Data lines:
++++++++++++++++++++

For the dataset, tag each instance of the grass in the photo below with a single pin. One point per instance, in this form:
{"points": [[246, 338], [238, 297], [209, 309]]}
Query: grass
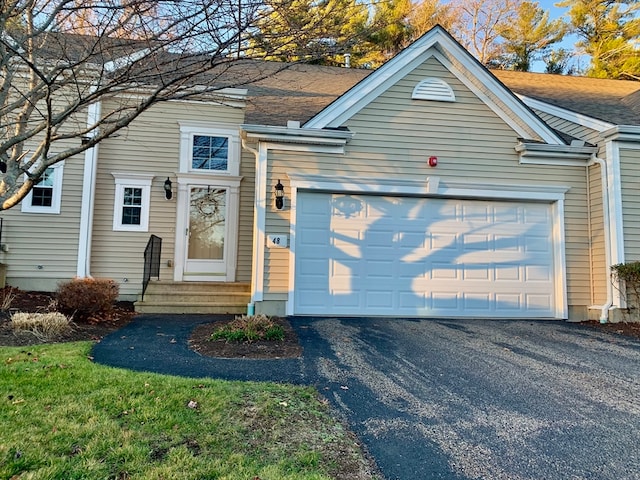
{"points": [[250, 328], [64, 417]]}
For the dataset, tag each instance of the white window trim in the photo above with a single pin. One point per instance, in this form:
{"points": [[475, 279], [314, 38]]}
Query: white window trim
{"points": [[26, 205], [187, 132], [133, 180]]}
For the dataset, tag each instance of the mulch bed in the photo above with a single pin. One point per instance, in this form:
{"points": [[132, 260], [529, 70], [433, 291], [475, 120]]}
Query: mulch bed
{"points": [[202, 343]]}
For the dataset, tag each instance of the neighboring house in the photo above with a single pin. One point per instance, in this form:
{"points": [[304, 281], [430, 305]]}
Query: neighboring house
{"points": [[429, 187]]}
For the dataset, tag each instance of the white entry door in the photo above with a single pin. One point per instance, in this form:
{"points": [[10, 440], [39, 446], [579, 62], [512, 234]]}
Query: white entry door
{"points": [[206, 245]]}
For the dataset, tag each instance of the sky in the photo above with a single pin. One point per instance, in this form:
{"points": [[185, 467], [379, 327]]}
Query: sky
{"points": [[569, 41]]}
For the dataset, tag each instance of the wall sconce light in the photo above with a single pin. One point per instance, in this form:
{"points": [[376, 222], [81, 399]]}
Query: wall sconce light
{"points": [[168, 194], [279, 191]]}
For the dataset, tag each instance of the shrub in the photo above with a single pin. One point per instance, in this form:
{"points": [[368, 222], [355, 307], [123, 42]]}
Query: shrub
{"points": [[250, 328], [6, 299], [628, 274], [87, 298], [44, 326]]}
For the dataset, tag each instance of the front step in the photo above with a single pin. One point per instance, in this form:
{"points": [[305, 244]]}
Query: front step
{"points": [[195, 297]]}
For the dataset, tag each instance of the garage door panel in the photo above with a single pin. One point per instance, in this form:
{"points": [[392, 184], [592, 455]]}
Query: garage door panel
{"points": [[427, 257]]}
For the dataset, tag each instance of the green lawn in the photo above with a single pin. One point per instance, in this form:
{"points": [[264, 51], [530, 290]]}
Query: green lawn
{"points": [[64, 417]]}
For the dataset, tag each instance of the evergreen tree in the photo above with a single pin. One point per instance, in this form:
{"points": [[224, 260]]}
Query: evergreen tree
{"points": [[309, 30], [529, 36], [609, 32]]}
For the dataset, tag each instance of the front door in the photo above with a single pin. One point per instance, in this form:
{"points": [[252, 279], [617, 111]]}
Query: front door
{"points": [[206, 245]]}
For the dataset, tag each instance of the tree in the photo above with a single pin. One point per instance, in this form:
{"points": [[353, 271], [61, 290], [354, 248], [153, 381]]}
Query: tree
{"points": [[481, 24], [557, 62], [609, 32], [318, 31], [398, 23], [137, 53], [528, 36]]}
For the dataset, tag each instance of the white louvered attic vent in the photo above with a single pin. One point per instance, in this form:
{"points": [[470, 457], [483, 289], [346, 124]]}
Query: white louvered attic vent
{"points": [[433, 89]]}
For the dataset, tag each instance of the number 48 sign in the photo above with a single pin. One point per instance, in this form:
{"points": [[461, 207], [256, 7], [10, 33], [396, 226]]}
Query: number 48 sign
{"points": [[277, 241]]}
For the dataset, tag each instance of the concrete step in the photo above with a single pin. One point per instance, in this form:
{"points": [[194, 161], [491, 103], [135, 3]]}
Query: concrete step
{"points": [[190, 308], [195, 297]]}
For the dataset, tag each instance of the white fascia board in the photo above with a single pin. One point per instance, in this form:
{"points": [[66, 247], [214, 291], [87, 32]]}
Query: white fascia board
{"points": [[310, 136], [544, 154], [622, 133], [515, 107], [369, 88], [574, 117], [426, 186]]}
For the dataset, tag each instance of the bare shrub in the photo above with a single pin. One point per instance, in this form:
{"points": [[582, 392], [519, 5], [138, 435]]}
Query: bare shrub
{"points": [[87, 298], [250, 328], [6, 299], [44, 326]]}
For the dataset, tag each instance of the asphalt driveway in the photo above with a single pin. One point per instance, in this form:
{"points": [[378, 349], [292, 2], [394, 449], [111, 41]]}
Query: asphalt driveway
{"points": [[445, 399]]}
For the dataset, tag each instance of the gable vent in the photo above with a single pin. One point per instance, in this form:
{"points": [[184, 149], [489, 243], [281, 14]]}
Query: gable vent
{"points": [[433, 89]]}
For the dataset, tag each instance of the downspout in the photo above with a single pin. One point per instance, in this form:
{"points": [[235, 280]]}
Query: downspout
{"points": [[88, 198], [604, 313], [254, 253]]}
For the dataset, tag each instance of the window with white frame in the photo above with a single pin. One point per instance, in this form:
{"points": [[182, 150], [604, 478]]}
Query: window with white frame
{"points": [[209, 149], [46, 194], [132, 199]]}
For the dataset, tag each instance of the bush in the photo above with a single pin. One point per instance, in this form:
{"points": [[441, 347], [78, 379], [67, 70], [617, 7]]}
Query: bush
{"points": [[44, 326], [628, 277], [250, 328], [87, 298]]}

++++++++++++++++++++

Stated task: Reproduce the material above verbatim; omit every picture.

Problem solution:
For the dataset, tag each instance of the grass in the photo below with a single pin. One point per instance, in this form:
{"points": [[246, 338], [238, 297], [209, 309]]}
Query: grass
{"points": [[250, 328], [64, 417]]}
For the dataset, tag each instance of the white window trim in the photo above with a single pin. One point per instance, in this form:
{"points": [[475, 279], [314, 38]]}
Query: white window trim
{"points": [[26, 205], [187, 132], [133, 180]]}
For the dataset, tag each instance of the mulch bed in the photo above with a single pin. One point per instance, in this form:
{"points": [[132, 260], [529, 70], [433, 291], [475, 120]]}
Query: mulch bed
{"points": [[202, 343]]}
For the dataset, tag each instance of the neighboring house in the photo above with a single pin. One point per instance, in this form:
{"points": [[304, 281], [430, 305]]}
Query: neighboring house
{"points": [[429, 187]]}
For the dataset, tag each instance of the white entry door in the photo above with a single pin. One point per instance, in this form:
{"points": [[10, 440], [39, 446], [579, 62], [512, 234]]}
Query: white entry door
{"points": [[206, 245]]}
For the dataset, tag each instance of the sky in the photo above with a single pin. One point per instance, in this form:
{"points": [[185, 467], [379, 327]]}
Query: sky
{"points": [[569, 41]]}
For the dataset, tag each instance of the wall sconce light in the photo above with a single pin. One point per instance, in this form:
{"points": [[376, 222], [81, 399]]}
Query: wall sconce light
{"points": [[168, 194], [279, 191]]}
For the dataset, tag each instance of the shrub in the photo above with a single pin. One point per instance, in this form:
{"points": [[368, 222], [355, 307], [123, 42]]}
Query: shrub
{"points": [[250, 328], [6, 299], [628, 274], [87, 298], [44, 326]]}
For the dataset, tag each instance of the front step in the photo above with a single pin. One point per instance, in this form:
{"points": [[305, 244]]}
Query: front step
{"points": [[195, 297]]}
For the dataset, tag each instance of the garage door panel in the photo above with a single pin. One point per instance, in this form:
{"points": [[392, 184], [592, 455]]}
Query: garage door panel
{"points": [[427, 257]]}
For the dataset, tag each instance of the green lawn in the photo above with a single pin. One point per instance, in this form:
{"points": [[264, 51], [530, 290]]}
Query: green lawn
{"points": [[64, 417]]}
For the dataset, tag each instance of the evergreen tree in the photo above with a single pin. One point per instance, in this form:
{"points": [[224, 260]]}
Query: evergreen tree
{"points": [[309, 30], [529, 36], [609, 32]]}
For the dataset, tag each instance of the front door in the photo above with a single pin. One point per instance, in this form:
{"points": [[252, 279], [617, 111]]}
Query: front door
{"points": [[206, 245]]}
For the dataset, tag each instance of the tree in the photo above with a single pin. One point per instance, in this form:
{"points": [[353, 271], [61, 290], [354, 248], [153, 381]]}
Query: tree
{"points": [[481, 24], [557, 62], [609, 32], [318, 31], [398, 23], [137, 53], [528, 36]]}
For the dataset, tag each instance of the white louvered attic vent in the photo above with a single pin. One point per instance, in this form:
{"points": [[470, 457], [483, 289], [346, 124]]}
Query: white louvered attic vent
{"points": [[433, 89]]}
For the dataset, tag each instance of the number 48 sign in the photo above with a single pin. One point per instance, in this form:
{"points": [[461, 207], [256, 7], [10, 33], [396, 226]]}
Query: number 48 sign
{"points": [[277, 241]]}
For the dataset, tag each instance of the concrete step in the photo above with a single pin. One point per instance, in this form:
{"points": [[194, 161], [491, 103], [135, 3]]}
Query: concrete step
{"points": [[190, 308], [195, 297]]}
For the dataset, tag each instance of the white fascia board in the photo above with a single pin. One point per instance, in this form:
{"points": [[66, 247], [214, 291], [87, 32]]}
Query: white fascia board
{"points": [[310, 136], [544, 154], [622, 133], [515, 107], [369, 88], [574, 117], [426, 186]]}
For the dataset, tag each instance of the bare shrub in the photo above with a single pin. One point per instance, in this form:
{"points": [[582, 392], [519, 5], [138, 435]]}
Query: bare shrub
{"points": [[87, 298], [250, 328], [6, 299], [44, 326]]}
For the dataset, tag each instance of the asphalt driveway in the photo above with a single pin. One point per instance, in this form:
{"points": [[378, 349], [292, 2], [394, 449], [111, 41]]}
Query: asphalt driveway
{"points": [[445, 399]]}
For the dataset, tag each instance of the gable vent in the photo above with a single pin. One point per instance, in this form:
{"points": [[184, 149], [489, 243], [281, 14]]}
Query: gable vent
{"points": [[433, 89]]}
For the dataset, tag each instance of the downspout in the photo above with a single pin. One point per instance, in this form:
{"points": [[235, 280]]}
Query: downspout
{"points": [[88, 198], [604, 313], [254, 253]]}
For the dataset, tag each instance of the window with white frame in the photo above with a single pin. One point per instance, in this form:
{"points": [[182, 150], [604, 478]]}
Query: window with white frame
{"points": [[209, 149], [46, 194], [132, 199]]}
For the dataset, tag each instance of the bush in the photo above with a single pin. One point per instance, in this form:
{"points": [[441, 347], [78, 379], [67, 70], [617, 7]]}
Query: bush
{"points": [[44, 326], [628, 277], [250, 328], [87, 298]]}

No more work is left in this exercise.